- **TASK TO CARRY OUT**:
Reproduce all entries precisely as they are written.

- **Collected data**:
================
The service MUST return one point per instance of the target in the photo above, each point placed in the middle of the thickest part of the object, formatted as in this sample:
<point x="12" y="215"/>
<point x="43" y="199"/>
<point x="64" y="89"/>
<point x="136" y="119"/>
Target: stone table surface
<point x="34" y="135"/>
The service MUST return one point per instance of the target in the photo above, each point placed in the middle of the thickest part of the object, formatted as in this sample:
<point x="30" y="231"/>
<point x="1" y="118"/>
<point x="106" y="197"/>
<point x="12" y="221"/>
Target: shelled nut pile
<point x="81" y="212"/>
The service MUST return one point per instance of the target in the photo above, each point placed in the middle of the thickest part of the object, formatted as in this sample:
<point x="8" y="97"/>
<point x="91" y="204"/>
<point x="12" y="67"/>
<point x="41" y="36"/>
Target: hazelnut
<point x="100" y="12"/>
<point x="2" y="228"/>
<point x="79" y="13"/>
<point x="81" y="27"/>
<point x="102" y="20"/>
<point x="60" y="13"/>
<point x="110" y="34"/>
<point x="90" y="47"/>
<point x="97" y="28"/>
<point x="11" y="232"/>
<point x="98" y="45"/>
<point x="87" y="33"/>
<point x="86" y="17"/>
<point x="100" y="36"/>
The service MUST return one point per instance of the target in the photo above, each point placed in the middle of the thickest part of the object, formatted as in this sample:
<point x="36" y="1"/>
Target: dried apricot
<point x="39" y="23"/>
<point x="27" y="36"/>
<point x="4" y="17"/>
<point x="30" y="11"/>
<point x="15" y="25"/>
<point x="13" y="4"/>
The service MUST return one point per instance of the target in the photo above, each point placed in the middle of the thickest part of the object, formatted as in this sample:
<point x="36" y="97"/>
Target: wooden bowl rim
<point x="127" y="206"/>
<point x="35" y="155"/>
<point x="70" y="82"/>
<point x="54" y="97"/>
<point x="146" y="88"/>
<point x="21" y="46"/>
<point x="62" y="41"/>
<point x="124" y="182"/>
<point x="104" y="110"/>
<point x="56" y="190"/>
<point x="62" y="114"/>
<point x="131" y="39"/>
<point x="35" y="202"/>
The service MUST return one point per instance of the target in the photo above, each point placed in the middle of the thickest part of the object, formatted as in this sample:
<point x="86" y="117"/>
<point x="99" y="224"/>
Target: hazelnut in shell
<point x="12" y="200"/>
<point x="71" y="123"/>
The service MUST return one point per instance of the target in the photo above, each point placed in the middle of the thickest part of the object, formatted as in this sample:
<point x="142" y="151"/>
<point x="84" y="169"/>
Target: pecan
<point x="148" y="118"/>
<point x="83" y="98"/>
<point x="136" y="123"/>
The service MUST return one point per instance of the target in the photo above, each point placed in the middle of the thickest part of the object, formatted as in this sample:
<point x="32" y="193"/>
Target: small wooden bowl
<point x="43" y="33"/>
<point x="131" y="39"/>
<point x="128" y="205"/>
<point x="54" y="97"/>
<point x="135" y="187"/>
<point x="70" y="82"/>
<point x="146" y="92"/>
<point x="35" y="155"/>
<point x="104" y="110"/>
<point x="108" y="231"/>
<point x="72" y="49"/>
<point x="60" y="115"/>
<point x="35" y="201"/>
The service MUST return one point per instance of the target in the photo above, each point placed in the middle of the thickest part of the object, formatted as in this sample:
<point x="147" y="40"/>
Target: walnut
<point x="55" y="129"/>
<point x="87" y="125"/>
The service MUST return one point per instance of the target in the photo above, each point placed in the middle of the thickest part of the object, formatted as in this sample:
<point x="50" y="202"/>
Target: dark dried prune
================
- **RESPONSE FOR THIS EXERCISE**:
The service MUST return one point per instance of the target in the photo above, each point placed in the middle of the thickest part of the object, formatted as in this sample:
<point x="12" y="215"/>
<point x="43" y="199"/>
<point x="64" y="89"/>
<point x="136" y="119"/>
Target: stone table surface
<point x="34" y="135"/>
The service MUST return one point per instance of the target in the photo above, each point placed in the middle of the thickest part of the object, formatted as in this sample:
<point x="30" y="231"/>
<point x="1" y="118"/>
<point x="106" y="197"/>
<point x="12" y="221"/>
Target: shelled nut pile
<point x="81" y="212"/>
The service MUST return one point per instance of the target in the photo above, each point placed in the middle of the thickest part of the object, formatted as in this sample:
<point x="8" y="97"/>
<point x="91" y="204"/>
<point x="12" y="67"/>
<point x="41" y="36"/>
Target: hazelnut
<point x="100" y="12"/>
<point x="2" y="228"/>
<point x="79" y="13"/>
<point x="81" y="27"/>
<point x="102" y="20"/>
<point x="60" y="13"/>
<point x="110" y="34"/>
<point x="90" y="47"/>
<point x="97" y="28"/>
<point x="11" y="232"/>
<point x="98" y="45"/>
<point x="87" y="33"/>
<point x="86" y="17"/>
<point x="100" y="36"/>
The service MUST return one point per instance of the target in the photo above, each point placed in the middle of the thickest part of the object, formatted as in this sample:
<point x="36" y="1"/>
Target: dried apricot
<point x="39" y="23"/>
<point x="27" y="36"/>
<point x="4" y="17"/>
<point x="30" y="11"/>
<point x="15" y="25"/>
<point x="13" y="4"/>
The service MUST return one point per instance of the target in the photo above, each point placed in the middle of the thickest part of the object, formatted as in this sample:
<point x="36" y="97"/>
Target: wooden bowl rim
<point x="127" y="206"/>
<point x="35" y="155"/>
<point x="70" y="82"/>
<point x="54" y="97"/>
<point x="146" y="88"/>
<point x="21" y="46"/>
<point x="62" y="41"/>
<point x="124" y="182"/>
<point x="104" y="110"/>
<point x="56" y="190"/>
<point x="62" y="114"/>
<point x="131" y="39"/>
<point x="35" y="202"/>
The service MUST return one point per instance of the target in the photo above, each point placed in the middle of the thickest part of the object, formatted as in this sample:
<point x="86" y="117"/>
<point x="99" y="224"/>
Target: hazelnut in shell
<point x="12" y="200"/>
<point x="71" y="123"/>
The service MUST return one point per instance of the target in the photo above, each point placed in the middle of the thickest part of the object, formatted as in this sample:
<point x="142" y="151"/>
<point x="84" y="169"/>
Target: pecan
<point x="148" y="118"/>
<point x="83" y="98"/>
<point x="136" y="123"/>
The service MUST return one point per instance of the target in the photo above, each point placed in the middle of the thickest part of the object, formatted as in this sample:
<point x="32" y="193"/>
Target: small wooden bowl
<point x="43" y="33"/>
<point x="131" y="39"/>
<point x="128" y="205"/>
<point x="54" y="97"/>
<point x="135" y="187"/>
<point x="70" y="82"/>
<point x="146" y="92"/>
<point x="35" y="155"/>
<point x="104" y="110"/>
<point x="108" y="231"/>
<point x="72" y="49"/>
<point x="60" y="115"/>
<point x="35" y="201"/>
The service MUST return one point per instance of the target in the photo above, each point placed in the middle of the thickest part of the object, formatted as in this sample:
<point x="147" y="40"/>
Target: walnut
<point x="55" y="129"/>
<point x="87" y="125"/>
The service MUST return one point per instance of the target in the photo above, each point placed in the middle of the thickest part of the object, formatted as in this sample:
<point x="50" y="202"/>
Target: dark dried prune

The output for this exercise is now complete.